James Nicholas Scully (born April 19, 1992) is an American actor, best known for portraying JD in the Paramount Network series Heathers (2018) and Forty Quinn in the Netflix thriller series You.

Early life
Scully was born and raised in San Antonio, Texas. He attended Driscoll Middle School and LEE High School's North East School of the Arts (Class of 2010), both of which are in North East Independent School District. In his youth, he spent a brief period in England when his father was stationed there as a part of the United States Air Force.

He later attended Otterbein University, where he earned a Bachelor of Fine Arts in musical theater. Scully was also a cycling instructor for three and a half years at SWERVE Fitness.

Career 
Prior to working in Los Angeles, Scully resided in New York performing Off-Broadway.

In 2016, Scully made his acting debut in the web series drama series, Sublets. Following on from his first role, Scully later made appearances in television series, such as Quantico and 9-1-1.

* **REQUIRED TASK A**:
According to the biography of James Scully, at which university did he earn his Bachelor of Fine Arts?
* **REQUIRED TASK B**:
Decide whether each statement agrees with the biography of James Scully, and support each yes or no with the deciding words quoted from it. (i) Scully was born in San Antonio, Texas. (ii) Scully's father was stationed in England as part of the United States Navy. (iii) Scully worked as a cycling instructor at SWERVE Fitness for five years.
* **REQUIRED TASK C**:
Resume the biography of James Scully from its final sentence and carry it further.
The items after this point come from a different source than the biography of James Scully.

* **GIVEN INFORMATION**:
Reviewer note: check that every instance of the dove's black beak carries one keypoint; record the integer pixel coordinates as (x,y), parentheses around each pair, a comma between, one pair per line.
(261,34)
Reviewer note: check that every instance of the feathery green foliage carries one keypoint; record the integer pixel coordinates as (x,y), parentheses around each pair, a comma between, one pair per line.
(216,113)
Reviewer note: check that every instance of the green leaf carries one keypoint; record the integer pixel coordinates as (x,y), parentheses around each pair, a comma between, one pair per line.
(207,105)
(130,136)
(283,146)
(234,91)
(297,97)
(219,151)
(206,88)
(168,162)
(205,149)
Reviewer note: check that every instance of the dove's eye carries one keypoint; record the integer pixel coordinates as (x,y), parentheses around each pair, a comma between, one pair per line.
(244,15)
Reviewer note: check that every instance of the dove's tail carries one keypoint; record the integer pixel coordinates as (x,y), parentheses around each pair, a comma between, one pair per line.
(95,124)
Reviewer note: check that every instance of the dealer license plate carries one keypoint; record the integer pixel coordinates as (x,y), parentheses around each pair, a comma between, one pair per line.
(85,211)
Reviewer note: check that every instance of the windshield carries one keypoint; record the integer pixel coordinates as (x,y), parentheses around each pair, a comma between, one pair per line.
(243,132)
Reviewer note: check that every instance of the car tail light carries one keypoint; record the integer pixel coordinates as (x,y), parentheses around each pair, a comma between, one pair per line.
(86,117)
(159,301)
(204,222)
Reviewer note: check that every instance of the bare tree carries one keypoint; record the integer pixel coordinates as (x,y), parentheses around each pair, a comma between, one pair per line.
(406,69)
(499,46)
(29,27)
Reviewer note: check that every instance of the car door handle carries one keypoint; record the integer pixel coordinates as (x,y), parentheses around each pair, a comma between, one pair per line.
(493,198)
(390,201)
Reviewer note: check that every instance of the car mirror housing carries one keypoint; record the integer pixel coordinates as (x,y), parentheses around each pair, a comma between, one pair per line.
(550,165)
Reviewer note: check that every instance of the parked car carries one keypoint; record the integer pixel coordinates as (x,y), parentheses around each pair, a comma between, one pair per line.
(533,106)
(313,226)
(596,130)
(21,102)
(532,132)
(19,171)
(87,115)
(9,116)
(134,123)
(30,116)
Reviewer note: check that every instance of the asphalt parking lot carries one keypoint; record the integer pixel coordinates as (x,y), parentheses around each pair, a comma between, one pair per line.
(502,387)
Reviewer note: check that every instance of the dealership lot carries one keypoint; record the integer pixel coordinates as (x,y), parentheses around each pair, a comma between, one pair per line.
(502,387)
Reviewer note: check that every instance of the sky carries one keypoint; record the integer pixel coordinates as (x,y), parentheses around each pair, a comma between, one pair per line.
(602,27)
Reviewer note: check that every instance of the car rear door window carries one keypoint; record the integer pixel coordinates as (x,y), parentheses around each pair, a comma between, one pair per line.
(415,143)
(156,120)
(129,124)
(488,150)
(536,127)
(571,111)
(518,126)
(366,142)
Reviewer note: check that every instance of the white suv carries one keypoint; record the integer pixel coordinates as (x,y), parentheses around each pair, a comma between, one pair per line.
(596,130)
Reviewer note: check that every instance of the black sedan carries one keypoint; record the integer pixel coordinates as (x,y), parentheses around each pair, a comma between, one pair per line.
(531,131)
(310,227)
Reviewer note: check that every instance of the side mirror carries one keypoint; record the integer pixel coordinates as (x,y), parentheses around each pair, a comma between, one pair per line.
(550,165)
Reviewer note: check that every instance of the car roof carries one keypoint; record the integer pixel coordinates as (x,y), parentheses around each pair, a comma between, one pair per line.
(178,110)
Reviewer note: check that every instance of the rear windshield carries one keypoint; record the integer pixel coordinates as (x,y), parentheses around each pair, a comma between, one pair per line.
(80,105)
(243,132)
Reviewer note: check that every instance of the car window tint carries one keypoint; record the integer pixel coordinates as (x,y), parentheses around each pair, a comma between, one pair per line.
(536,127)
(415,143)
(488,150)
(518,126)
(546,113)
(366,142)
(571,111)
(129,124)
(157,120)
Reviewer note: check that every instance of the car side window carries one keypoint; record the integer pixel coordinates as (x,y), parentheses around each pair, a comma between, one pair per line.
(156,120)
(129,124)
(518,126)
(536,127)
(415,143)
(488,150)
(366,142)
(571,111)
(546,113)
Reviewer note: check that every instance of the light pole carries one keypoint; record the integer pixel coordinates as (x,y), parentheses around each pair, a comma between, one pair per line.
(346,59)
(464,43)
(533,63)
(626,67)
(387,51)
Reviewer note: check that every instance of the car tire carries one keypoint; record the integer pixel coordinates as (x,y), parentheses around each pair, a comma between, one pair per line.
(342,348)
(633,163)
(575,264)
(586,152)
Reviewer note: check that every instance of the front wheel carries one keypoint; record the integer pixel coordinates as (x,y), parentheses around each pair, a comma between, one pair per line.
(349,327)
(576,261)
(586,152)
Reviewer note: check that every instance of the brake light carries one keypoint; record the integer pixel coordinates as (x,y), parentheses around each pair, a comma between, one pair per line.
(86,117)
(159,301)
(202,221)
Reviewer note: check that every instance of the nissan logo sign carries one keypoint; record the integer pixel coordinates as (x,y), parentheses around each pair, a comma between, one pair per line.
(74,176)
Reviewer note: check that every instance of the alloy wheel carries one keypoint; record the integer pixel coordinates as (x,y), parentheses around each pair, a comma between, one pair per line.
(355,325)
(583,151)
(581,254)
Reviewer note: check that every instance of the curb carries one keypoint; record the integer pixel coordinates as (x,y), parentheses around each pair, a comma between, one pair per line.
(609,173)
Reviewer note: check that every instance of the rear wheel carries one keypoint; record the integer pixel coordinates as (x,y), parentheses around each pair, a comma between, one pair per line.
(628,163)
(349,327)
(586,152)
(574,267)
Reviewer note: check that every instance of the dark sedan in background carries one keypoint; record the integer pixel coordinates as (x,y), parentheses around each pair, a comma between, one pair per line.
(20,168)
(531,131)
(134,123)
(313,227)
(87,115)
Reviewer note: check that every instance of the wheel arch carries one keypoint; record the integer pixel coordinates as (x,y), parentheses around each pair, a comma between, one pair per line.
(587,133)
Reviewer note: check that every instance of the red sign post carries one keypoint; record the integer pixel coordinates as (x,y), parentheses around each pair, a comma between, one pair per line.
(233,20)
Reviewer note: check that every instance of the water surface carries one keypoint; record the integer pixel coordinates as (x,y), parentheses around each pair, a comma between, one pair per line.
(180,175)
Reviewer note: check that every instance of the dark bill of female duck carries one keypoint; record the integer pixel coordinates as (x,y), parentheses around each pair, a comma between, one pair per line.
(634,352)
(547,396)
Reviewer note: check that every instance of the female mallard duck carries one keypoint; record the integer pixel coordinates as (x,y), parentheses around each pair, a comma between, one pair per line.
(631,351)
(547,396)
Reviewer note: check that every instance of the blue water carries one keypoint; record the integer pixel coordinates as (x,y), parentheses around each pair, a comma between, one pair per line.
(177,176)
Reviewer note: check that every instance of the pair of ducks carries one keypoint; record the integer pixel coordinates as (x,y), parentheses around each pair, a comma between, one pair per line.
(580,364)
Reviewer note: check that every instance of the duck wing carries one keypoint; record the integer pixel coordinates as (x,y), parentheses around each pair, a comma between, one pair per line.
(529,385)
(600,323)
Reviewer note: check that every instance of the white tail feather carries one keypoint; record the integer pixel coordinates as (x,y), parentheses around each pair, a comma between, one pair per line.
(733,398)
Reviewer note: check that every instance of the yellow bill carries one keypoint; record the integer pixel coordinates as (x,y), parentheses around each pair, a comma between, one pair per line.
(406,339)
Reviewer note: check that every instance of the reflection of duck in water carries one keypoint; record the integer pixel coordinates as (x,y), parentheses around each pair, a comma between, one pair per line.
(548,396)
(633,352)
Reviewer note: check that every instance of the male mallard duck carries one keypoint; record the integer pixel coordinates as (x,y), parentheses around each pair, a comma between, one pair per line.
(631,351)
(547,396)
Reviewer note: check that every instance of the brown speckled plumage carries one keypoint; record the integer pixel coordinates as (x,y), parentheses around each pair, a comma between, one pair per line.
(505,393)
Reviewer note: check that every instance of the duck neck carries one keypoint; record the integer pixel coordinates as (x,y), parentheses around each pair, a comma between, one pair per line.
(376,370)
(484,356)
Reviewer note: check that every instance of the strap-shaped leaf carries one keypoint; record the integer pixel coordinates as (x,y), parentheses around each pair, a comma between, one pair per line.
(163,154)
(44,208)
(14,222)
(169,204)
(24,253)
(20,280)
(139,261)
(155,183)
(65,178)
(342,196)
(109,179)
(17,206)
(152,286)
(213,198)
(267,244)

* **TASK RESPONSE A**:
Otterbein University

* **TASK RESPONSE B**:
(i) Yes: "Scully was born and raised in San Antonio, Texas."
(ii) No: "his father was stationed there as a part of the United States Air Force."
(iii) No: "Scully was also a cycling instructor for three and a half years at SWERVE Fitness."

* **TASK RESPONSE C**:
He has also done commercial work for Outback Steakhouse and a public service announcement about Vicodin abuse with Riverdale actress, Camila Mendes.

In 2018, Scully starred in the main role of JD on the Paramount Network series Heathers. In January 2019, it was announced that Scully had been cast as Forty Quinn on the second season of the Netflix thriller series You. 

He also portrayed Charlie, one of the main love interests in the 2022 Hulu film Fire Island.

Personal life
Scully is gay.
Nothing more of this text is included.